PROBLEM DESCRIPTION → Return exactly the lines that run from the one containing "Target: taillight" to the end of the entries, with both ends included.

Extracted records:
◆ ◆ ◆ ◆ ◆ ◆ ◆

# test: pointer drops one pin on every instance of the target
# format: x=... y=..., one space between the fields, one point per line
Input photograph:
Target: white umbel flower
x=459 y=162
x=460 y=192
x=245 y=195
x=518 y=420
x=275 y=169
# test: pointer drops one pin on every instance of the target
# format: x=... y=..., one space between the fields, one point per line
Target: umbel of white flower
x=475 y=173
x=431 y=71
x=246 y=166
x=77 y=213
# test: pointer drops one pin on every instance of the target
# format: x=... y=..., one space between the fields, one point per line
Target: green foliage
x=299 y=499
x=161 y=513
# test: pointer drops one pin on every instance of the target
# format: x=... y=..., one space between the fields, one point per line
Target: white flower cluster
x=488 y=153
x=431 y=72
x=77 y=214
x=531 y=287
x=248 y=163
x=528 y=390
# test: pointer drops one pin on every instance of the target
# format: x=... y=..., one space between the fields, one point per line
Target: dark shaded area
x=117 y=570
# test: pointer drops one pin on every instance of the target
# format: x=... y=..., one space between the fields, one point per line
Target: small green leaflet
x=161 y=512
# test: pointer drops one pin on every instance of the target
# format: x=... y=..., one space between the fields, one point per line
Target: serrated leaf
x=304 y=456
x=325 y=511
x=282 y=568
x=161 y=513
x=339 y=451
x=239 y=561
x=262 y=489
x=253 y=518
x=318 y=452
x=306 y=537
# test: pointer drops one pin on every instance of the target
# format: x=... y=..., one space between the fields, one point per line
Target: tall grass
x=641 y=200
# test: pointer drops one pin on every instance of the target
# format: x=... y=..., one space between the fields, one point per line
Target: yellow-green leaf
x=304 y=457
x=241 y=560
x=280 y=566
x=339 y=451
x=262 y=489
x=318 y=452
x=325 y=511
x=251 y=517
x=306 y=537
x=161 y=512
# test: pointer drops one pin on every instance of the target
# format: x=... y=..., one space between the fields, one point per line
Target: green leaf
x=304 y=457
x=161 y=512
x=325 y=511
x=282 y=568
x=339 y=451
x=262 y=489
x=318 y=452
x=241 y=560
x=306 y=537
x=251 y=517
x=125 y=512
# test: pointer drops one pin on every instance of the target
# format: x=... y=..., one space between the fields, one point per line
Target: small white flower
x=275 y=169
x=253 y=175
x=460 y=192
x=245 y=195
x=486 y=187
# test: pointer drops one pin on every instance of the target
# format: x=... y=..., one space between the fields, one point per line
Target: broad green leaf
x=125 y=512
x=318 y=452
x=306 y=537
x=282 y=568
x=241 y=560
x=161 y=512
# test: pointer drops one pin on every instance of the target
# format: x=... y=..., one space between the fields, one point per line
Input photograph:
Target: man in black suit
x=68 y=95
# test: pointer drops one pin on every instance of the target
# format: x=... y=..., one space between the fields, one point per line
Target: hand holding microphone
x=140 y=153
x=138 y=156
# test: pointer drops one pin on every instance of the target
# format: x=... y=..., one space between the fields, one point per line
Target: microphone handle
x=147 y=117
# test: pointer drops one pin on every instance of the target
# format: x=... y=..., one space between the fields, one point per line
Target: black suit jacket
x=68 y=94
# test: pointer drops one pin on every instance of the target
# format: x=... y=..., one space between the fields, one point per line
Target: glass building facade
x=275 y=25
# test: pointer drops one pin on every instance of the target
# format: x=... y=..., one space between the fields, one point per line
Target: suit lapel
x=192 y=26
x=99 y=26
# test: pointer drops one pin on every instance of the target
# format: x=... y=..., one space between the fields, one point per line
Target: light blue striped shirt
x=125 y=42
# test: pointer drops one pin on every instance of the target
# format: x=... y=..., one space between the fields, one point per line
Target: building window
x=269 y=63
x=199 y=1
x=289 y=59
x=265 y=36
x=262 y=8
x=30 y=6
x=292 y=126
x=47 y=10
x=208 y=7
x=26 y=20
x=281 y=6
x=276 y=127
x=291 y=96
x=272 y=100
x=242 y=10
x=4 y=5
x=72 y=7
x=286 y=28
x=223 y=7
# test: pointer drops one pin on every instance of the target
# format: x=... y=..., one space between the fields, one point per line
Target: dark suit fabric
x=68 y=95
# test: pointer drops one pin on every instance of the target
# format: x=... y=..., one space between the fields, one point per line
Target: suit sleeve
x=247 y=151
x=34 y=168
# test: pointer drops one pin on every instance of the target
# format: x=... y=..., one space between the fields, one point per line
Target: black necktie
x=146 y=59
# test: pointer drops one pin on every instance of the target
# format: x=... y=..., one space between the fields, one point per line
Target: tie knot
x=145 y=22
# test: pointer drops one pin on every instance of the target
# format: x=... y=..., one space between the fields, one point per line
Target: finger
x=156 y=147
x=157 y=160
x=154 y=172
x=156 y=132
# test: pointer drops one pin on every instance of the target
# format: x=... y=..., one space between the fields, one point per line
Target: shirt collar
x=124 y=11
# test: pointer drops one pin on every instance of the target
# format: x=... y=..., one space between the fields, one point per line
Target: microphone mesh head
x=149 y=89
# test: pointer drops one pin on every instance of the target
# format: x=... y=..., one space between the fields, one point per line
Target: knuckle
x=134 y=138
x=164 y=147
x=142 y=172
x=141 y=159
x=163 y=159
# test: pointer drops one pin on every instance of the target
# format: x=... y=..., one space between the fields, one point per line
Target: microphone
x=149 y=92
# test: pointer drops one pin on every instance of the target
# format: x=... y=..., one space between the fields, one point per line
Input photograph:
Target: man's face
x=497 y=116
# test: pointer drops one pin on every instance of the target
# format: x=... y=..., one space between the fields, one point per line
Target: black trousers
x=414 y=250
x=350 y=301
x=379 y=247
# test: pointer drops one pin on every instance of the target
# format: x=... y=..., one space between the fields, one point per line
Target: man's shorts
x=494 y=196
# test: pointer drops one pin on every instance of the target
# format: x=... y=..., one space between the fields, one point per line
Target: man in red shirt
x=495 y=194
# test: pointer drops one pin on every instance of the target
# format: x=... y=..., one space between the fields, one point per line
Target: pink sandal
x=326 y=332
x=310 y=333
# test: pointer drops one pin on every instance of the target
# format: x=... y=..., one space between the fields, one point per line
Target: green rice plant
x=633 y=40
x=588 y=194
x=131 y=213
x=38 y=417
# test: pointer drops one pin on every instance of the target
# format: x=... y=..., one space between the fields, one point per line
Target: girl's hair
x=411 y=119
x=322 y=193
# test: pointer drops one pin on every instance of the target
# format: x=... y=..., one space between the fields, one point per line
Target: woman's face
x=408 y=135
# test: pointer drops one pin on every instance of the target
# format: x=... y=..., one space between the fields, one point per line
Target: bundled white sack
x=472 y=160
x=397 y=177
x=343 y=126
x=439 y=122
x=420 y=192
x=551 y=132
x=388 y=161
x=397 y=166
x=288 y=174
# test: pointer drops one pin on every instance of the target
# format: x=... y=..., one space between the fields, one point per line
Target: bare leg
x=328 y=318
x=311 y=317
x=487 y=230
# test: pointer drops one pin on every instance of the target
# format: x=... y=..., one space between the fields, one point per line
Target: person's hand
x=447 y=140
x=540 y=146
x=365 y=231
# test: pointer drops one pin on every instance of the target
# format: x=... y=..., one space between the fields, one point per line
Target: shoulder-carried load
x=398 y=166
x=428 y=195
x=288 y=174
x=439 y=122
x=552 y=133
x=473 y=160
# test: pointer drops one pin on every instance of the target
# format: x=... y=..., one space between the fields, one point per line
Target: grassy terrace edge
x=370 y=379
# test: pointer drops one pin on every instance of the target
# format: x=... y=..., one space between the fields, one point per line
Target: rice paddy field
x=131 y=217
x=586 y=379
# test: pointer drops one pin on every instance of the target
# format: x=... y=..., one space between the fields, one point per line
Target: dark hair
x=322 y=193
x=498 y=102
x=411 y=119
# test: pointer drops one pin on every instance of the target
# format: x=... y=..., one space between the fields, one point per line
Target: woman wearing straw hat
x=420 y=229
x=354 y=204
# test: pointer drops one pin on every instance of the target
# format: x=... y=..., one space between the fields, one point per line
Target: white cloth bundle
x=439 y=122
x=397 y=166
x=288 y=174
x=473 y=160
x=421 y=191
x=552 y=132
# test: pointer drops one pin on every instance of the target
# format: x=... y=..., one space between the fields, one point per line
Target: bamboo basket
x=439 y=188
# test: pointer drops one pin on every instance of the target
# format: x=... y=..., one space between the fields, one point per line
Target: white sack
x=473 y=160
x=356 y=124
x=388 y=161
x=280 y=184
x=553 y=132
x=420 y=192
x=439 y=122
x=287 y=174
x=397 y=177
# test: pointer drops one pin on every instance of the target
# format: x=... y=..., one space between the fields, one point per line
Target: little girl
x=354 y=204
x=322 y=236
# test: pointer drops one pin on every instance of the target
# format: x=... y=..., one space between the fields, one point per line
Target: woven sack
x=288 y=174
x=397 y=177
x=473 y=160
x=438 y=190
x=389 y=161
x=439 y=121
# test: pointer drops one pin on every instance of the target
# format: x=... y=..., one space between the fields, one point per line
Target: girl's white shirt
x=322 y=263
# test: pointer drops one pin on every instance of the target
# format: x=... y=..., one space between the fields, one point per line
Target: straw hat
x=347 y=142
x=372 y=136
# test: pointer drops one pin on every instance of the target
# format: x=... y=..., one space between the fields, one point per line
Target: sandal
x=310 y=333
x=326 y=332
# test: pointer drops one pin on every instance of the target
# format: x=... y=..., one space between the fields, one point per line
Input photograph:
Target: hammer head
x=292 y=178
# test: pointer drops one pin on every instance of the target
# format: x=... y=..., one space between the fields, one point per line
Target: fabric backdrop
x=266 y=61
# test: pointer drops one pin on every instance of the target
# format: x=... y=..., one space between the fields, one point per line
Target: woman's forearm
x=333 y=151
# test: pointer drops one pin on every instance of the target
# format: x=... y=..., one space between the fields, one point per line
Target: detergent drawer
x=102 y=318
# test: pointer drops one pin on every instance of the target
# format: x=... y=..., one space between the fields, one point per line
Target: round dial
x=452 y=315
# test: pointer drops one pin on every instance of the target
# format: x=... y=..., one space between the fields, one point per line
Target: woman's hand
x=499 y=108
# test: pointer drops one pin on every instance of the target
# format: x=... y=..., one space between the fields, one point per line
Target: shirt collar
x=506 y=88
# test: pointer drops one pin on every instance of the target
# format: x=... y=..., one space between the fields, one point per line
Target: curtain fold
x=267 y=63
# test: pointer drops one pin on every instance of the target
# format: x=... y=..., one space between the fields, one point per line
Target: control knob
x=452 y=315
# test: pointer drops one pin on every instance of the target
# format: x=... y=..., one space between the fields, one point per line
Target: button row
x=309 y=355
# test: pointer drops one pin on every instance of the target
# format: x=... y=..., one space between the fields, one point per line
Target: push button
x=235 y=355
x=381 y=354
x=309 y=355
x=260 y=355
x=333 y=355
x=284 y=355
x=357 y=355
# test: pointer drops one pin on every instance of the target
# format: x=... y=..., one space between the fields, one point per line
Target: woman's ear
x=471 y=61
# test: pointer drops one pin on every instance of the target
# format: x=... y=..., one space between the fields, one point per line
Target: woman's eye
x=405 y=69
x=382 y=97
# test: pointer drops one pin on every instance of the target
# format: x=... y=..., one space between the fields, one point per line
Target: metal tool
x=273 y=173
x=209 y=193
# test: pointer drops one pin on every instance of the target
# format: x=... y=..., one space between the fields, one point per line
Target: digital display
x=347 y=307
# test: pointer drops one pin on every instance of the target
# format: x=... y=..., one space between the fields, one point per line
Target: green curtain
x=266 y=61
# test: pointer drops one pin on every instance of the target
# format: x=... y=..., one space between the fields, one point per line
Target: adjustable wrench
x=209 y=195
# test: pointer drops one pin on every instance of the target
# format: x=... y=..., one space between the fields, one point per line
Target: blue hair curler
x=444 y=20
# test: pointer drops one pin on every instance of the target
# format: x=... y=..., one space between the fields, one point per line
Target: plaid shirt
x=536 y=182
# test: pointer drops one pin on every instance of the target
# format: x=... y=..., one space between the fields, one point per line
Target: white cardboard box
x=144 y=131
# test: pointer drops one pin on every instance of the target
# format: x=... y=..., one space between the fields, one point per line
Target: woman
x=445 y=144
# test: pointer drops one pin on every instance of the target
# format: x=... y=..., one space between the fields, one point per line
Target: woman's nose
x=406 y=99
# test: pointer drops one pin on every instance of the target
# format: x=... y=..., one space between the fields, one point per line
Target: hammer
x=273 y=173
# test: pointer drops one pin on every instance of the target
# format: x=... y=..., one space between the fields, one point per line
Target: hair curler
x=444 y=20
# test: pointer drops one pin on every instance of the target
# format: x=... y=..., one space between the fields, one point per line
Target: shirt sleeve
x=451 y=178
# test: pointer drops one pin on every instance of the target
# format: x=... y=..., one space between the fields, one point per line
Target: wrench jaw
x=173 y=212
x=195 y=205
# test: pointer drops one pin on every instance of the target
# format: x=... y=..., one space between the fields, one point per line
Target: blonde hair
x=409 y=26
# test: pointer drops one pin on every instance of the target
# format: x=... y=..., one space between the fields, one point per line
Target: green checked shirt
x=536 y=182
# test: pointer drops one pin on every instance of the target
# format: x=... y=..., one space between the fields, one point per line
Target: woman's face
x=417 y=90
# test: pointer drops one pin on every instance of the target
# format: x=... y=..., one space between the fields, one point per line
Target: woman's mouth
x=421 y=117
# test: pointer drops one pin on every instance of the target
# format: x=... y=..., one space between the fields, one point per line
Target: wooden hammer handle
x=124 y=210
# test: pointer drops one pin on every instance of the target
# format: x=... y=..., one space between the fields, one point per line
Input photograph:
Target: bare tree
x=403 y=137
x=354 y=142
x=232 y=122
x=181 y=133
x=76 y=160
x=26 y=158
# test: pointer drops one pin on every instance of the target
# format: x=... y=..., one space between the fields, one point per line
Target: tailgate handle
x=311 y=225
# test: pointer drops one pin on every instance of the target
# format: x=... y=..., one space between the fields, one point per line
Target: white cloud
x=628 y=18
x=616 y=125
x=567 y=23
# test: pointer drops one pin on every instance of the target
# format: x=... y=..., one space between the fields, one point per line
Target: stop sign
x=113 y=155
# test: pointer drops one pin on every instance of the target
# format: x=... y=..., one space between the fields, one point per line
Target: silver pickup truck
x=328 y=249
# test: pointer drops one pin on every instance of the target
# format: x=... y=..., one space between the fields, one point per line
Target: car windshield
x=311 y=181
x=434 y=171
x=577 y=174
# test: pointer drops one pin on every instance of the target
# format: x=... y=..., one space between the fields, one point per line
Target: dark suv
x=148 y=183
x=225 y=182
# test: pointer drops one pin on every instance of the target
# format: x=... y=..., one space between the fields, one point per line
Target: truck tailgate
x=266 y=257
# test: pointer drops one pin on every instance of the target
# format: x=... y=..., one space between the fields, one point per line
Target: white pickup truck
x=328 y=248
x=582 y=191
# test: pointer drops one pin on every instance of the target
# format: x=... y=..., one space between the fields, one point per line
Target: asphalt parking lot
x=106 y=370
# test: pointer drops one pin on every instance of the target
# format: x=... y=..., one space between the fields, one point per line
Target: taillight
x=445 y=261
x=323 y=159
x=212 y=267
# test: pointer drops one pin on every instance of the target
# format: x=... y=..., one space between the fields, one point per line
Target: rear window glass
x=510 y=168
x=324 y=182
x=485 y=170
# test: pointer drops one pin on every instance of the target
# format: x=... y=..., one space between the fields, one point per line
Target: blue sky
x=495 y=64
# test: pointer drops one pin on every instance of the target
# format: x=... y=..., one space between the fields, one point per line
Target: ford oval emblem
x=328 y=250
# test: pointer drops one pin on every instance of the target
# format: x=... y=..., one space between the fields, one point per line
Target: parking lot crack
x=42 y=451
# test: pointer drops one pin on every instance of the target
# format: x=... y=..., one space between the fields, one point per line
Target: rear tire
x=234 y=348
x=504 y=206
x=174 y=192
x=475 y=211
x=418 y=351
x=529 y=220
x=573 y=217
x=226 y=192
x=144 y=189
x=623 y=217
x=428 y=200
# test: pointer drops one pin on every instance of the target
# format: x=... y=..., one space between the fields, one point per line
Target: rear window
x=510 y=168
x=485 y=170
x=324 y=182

◆ ◆ ◆ ◆ ◆ ◆ ◆

RESPONSE TO THIS TASK →
Target: taillight
x=445 y=261
x=323 y=159
x=212 y=267
# test: pointer drops one pin on every instance of the target
# format: x=... y=..., one space between the fields, one point per line
Target: rear window glass
x=510 y=168
x=324 y=182
x=485 y=170
# test: pointer drops one pin on every instance of the target
# format: x=... y=..., one space between the fields, one point per line
Target: blue sky
x=495 y=64
# test: pointer drops one pin on every instance of the target
# format: x=... y=..., one space between the fields, one point per line
Target: ford oval emblem
x=328 y=250
# test: pointer drops one pin on every instance of the target
# format: x=... y=..., one space between the fields, one point per line
Target: parking lot crack
x=42 y=451
# test: pointer drops one pin on every instance of the target
# format: x=... y=..., one space between the fields, one point per line
Target: rear tire
x=234 y=348
x=504 y=206
x=174 y=192
x=475 y=211
x=418 y=351
x=529 y=220
x=573 y=217
x=226 y=192
x=144 y=189
x=623 y=217
x=428 y=200
# test: pointer drops one pin on every instance of the target
# format: x=... y=..., one space between the fields, one point per line
Target: rear window
x=510 y=168
x=485 y=170
x=324 y=182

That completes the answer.